In the entries below, find the line containing "drop a point: the white sky". Copy it and all lines after it, exactly, through the end.

#### Information provided

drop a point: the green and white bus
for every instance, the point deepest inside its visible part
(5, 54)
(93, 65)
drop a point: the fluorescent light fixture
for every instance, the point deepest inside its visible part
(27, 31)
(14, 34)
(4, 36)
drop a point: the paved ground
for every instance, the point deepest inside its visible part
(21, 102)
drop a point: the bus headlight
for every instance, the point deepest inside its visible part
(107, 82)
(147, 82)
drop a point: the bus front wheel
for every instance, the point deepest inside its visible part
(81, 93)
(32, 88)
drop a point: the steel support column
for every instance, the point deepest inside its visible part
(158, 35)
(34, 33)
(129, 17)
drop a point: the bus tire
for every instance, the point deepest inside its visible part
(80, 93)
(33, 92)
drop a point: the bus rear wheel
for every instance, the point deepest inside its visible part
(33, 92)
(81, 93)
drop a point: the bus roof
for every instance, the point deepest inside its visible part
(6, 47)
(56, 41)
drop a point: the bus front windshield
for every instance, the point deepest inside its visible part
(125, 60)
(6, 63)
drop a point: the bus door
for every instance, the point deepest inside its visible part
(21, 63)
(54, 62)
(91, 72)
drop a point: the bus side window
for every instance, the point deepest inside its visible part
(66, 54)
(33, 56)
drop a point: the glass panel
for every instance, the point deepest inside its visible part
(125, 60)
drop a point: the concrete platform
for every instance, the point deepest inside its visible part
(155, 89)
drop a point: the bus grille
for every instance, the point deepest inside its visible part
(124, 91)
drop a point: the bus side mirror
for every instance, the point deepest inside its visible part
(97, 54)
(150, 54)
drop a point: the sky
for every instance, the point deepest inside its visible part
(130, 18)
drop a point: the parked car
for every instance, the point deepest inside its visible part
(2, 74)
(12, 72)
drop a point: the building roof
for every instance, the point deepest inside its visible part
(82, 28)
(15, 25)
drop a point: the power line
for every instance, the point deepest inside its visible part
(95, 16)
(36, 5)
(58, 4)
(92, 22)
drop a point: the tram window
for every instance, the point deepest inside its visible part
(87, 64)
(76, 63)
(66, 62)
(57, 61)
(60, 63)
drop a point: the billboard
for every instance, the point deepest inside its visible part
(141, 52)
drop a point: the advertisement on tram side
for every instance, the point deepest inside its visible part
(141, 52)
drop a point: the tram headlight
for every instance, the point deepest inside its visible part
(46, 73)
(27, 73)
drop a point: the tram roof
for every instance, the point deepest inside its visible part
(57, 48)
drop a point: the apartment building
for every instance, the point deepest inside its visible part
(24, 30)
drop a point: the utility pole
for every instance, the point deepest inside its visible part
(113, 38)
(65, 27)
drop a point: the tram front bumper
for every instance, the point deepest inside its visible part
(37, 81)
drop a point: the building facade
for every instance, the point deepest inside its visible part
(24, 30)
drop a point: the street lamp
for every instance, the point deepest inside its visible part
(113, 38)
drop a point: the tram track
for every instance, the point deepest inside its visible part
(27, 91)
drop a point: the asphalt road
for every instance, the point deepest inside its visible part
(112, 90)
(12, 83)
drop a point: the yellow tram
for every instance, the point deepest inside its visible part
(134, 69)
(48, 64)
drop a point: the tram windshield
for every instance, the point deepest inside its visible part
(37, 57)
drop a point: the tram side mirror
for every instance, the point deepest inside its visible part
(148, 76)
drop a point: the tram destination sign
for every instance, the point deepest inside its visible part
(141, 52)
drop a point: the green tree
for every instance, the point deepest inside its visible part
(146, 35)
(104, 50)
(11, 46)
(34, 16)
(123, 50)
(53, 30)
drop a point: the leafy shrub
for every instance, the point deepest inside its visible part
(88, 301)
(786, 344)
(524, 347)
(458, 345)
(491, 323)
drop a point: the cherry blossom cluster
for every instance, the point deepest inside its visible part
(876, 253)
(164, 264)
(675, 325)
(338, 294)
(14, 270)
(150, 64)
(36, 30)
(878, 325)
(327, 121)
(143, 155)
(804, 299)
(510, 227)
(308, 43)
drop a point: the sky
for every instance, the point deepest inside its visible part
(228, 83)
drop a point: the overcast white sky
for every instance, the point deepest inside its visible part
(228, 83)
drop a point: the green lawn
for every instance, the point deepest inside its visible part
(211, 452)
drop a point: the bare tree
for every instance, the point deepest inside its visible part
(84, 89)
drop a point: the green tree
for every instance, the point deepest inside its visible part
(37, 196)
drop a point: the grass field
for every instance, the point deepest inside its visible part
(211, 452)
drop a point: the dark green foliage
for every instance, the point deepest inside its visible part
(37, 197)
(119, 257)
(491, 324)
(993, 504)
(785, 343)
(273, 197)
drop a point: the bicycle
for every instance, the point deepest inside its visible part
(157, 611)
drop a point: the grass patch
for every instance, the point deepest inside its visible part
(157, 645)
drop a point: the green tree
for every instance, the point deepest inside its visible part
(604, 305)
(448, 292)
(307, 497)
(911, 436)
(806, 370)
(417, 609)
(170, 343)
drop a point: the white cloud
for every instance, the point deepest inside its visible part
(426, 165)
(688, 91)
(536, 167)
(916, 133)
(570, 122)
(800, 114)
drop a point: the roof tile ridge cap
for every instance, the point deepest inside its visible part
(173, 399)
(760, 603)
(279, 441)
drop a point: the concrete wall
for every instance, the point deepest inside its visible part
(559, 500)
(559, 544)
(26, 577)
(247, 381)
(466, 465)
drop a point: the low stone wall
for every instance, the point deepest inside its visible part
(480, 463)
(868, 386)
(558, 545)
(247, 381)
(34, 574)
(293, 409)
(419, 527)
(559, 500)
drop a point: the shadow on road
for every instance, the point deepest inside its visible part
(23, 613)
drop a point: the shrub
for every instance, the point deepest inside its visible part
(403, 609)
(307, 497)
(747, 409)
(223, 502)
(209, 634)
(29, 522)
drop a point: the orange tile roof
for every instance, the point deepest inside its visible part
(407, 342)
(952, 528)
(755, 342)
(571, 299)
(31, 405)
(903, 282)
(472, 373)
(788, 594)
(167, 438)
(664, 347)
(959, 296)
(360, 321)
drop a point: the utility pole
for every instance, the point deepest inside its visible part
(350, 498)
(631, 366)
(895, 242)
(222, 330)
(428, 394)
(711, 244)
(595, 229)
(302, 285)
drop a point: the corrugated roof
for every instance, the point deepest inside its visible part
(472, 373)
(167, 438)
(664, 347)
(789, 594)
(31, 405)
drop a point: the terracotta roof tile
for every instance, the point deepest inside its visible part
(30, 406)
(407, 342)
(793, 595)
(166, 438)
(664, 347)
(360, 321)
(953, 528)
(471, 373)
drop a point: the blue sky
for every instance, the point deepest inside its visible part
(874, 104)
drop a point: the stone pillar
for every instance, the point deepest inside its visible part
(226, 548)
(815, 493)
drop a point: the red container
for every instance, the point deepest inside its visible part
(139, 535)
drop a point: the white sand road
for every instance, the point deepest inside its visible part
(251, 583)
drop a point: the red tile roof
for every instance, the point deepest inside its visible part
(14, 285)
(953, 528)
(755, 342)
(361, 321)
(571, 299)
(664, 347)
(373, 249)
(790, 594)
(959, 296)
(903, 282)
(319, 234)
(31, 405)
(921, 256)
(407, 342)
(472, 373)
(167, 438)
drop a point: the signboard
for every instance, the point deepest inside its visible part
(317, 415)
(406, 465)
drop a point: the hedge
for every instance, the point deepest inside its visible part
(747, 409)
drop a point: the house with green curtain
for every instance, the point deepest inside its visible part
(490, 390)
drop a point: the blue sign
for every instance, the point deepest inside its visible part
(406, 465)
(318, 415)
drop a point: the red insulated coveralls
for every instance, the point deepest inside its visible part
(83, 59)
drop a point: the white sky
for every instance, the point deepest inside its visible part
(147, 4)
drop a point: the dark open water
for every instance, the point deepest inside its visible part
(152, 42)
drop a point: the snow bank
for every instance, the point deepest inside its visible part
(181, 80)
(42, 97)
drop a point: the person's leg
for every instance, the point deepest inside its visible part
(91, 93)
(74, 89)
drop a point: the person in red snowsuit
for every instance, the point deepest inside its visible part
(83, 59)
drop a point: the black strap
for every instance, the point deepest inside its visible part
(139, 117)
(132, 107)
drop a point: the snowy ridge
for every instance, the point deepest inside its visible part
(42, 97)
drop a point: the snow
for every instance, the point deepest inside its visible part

########

● Right answer:
drop a point: the white sky
for every instance, the point deepest inside its visible part
(147, 4)
drop a point: the dark open water
for every instance, the point deepest inside its visible part
(152, 42)
drop a point: the snow bank
for every instance, the point deepest inside its visible part
(181, 80)
(42, 97)
drop a point: the person's leg
for every instance, the point deepest inside its visible part
(91, 93)
(74, 89)
drop a point: the person in red snowsuit
for every instance, the point deepest inside its visible part
(83, 59)
drop a point: the black strap
for every instance, the point deepest inside its visible part
(139, 117)
(132, 107)
drop a point: the snowy ridge
for every instance, the point deepest inside its visible part
(42, 97)
drop a point: the snow
for every instance, the point deepest inside its visible part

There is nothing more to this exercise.